TO BE DONE: Carry on the essay about the "Nothing tastes as good as skinny feels" mantra, picking up right after its final sentence.

Cue the guttural sound that escaped my lips when I first read this ‘news.’    

“Nothing tastes as good as skinny feels” is just the sort of mantra that women in leg warmers and side ponytails taped to their refrigerators in the 1980s.  And it is just the kind of mantra that did no one any good.  Something that pithy doesn’t remind you at your core who you are.  It doesn’t inspire you to be your best self.  It doesn’t bring you calm in the storm.  It simply taunts you, makes you feel less than, wondering when and how and if you can ever reach the promised, undefined land of skinny.  You can get here, it seems to tell us, as long as you taste nothing.

And we’ve had just about enough of that kind of message, don’t you think?  Today, one out of every 100 women is anorexic.  Eighty percent of American women are dissatisfied with their appearance.  Seventy-four percent of all girls – yes, even elementary school girls- say they feel pressure to please everyone.  And, yet, this promising insight: 65% of women say that if they could go back in time, they wouldn’t make themselves any skinnier.  They would change the way they felt about themselves.  And that is exactly the choice that we can make today.

MATERIAL PROVIDED:
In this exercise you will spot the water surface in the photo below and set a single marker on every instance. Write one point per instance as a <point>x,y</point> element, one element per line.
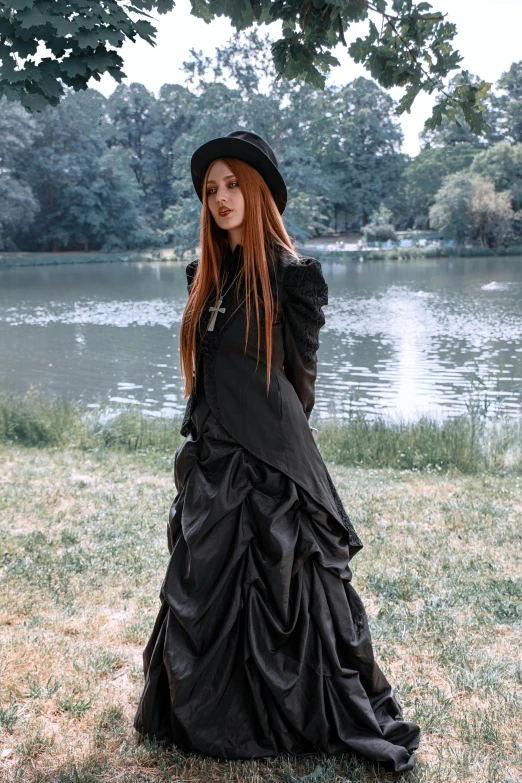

OUTPUT OF THE TASK:
Nothing tastes as good as skinny feels, Moss might say.  But isn’t life itself about tasting?  Not just food or drink, but adventure and promise and hope and whimsy and joy.  Isn’t taste really just a metaphor for experiencing, for doing, for feeling?  Doesn’t taste go beyond just being to feeling?

And when we taste life, when we have adventures and experience hope, promise, whimsy, joy, and, yes, even pain, when we challenge ourselves, when we improve, when we face our fears, isn’t that really when we grow, when we become our best selves, when we shine?  When we engage in something bigger than ourselves and our reflection, don’t we begin to change the way we think and feel about ourselves?  And isn’t the promise of that shining moment— the one that should be at the forefront of our mind as we set out to achieve the success of our imagining?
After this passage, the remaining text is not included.